====== SELECTED PASSAGE

Drinking with the Ghost: Raymond Chandler at Musso and Frank’s

By Katie Orphan 

Welcome to “Drinking with the Ghost,” a recurring feature in which I seek out a bar (or other drinking establishment) to commune with the spirit of a late author. It won’t be supernatural, and I won’t be using a Ouija board or séance; instead, I’ll be using the author’s written words to connect with them and to bridge the distance of time between us in the space we share. My hope is that you won’t just visit these bars and drink vicariously through me, but that you’ll take yourself out for a visit with an author in their favorite watering hole.

Stepping out of the bright sunshine on Hollywood Boulevard, I take a seat at the bar in the “New Room” of Musso and Frank Grill, a place where 1955 counts as new. I’m here, chasing the ghost of Raymond Chandler, and this feels like the most appropriate place to find his spirit and share a drink with him. The New Room replaced the “Back Room” where Raymond Chandler did most of his drinking at this Hollywood institution, along with much of the literary elite of Los Angeles in the ‘30s and ‘40s.

============
====== MATERIAL SUPPLIED

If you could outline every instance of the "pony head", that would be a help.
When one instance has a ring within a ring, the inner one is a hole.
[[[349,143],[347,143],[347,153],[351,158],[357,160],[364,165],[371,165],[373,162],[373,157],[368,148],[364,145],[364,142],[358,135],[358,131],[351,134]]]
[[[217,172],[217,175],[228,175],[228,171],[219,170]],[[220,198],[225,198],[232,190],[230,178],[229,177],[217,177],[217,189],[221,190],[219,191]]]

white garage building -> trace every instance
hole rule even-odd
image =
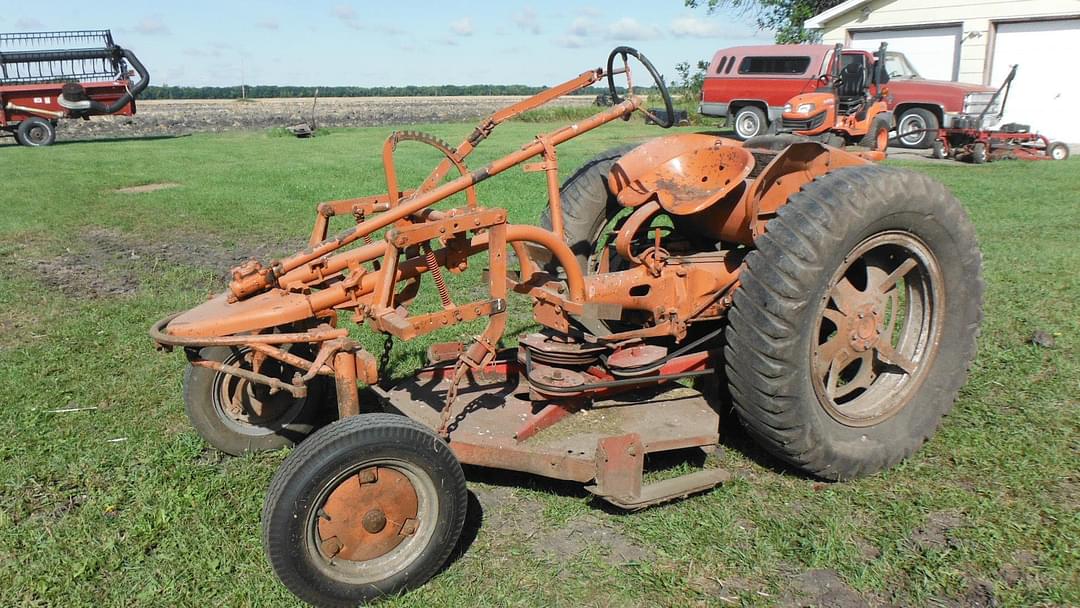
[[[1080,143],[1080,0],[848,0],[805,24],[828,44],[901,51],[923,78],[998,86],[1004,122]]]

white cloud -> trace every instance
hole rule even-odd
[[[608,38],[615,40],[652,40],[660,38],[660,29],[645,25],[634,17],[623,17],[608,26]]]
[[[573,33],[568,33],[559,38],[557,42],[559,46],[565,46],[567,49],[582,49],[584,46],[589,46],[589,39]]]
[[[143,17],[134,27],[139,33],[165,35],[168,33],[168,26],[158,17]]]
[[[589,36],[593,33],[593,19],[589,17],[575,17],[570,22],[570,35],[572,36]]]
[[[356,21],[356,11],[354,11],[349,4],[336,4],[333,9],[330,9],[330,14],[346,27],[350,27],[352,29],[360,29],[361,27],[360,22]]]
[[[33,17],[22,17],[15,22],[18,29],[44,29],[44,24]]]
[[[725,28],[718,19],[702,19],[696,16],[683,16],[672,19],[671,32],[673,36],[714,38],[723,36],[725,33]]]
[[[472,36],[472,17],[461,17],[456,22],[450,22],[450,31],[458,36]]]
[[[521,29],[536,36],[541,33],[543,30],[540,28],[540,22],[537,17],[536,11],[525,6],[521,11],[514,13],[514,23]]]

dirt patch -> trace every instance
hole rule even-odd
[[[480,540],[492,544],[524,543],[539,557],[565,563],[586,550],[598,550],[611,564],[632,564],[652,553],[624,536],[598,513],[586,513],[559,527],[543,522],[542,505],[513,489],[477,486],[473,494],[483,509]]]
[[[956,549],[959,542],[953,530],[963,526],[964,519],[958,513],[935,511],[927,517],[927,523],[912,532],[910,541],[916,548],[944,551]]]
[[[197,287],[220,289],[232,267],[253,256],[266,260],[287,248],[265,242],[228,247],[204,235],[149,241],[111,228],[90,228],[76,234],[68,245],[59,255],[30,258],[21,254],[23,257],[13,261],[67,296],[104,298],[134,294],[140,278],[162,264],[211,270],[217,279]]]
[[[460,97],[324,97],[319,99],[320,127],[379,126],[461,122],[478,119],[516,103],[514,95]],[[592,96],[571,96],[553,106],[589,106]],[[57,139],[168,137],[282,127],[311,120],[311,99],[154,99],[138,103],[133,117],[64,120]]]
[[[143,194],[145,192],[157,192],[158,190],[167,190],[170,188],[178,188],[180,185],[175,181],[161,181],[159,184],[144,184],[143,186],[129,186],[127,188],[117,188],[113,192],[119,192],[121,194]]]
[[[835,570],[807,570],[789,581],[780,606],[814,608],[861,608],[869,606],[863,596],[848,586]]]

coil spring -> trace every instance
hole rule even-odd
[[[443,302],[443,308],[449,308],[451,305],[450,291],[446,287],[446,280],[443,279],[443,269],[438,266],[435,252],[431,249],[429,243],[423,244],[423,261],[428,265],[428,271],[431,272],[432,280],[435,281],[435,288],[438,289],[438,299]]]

============
====== MATERIAL SUPPLIED

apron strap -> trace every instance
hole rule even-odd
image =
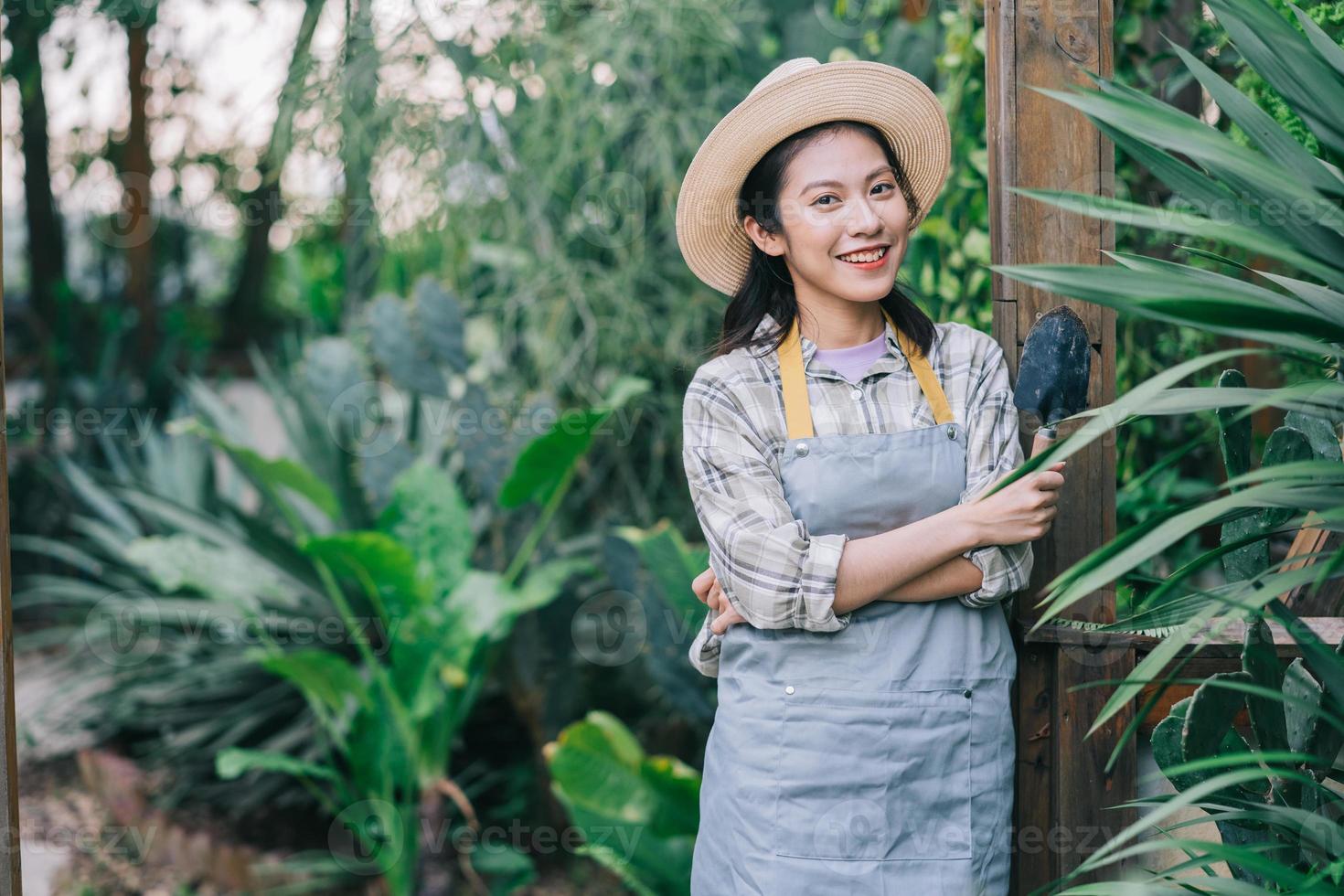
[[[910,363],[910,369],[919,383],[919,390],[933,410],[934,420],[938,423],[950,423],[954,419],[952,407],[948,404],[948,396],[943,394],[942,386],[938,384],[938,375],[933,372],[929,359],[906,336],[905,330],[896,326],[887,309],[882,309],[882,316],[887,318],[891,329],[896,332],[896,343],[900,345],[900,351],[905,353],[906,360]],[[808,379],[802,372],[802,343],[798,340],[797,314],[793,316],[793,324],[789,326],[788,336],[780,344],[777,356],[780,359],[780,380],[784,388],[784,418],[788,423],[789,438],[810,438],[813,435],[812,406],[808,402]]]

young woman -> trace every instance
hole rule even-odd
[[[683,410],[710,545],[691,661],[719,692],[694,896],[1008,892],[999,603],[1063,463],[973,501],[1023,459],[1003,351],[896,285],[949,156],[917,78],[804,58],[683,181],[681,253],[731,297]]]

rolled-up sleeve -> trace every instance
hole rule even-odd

============

* **SHORT PROBLEM**
According to the essay above about Raymond Chandler at Musso and Frank Grill, which room did the "New Room" replace?

* **EXERCISE SOLUTION**
It replaced the "Back Room," where Raymond Chandler did most of his drinking.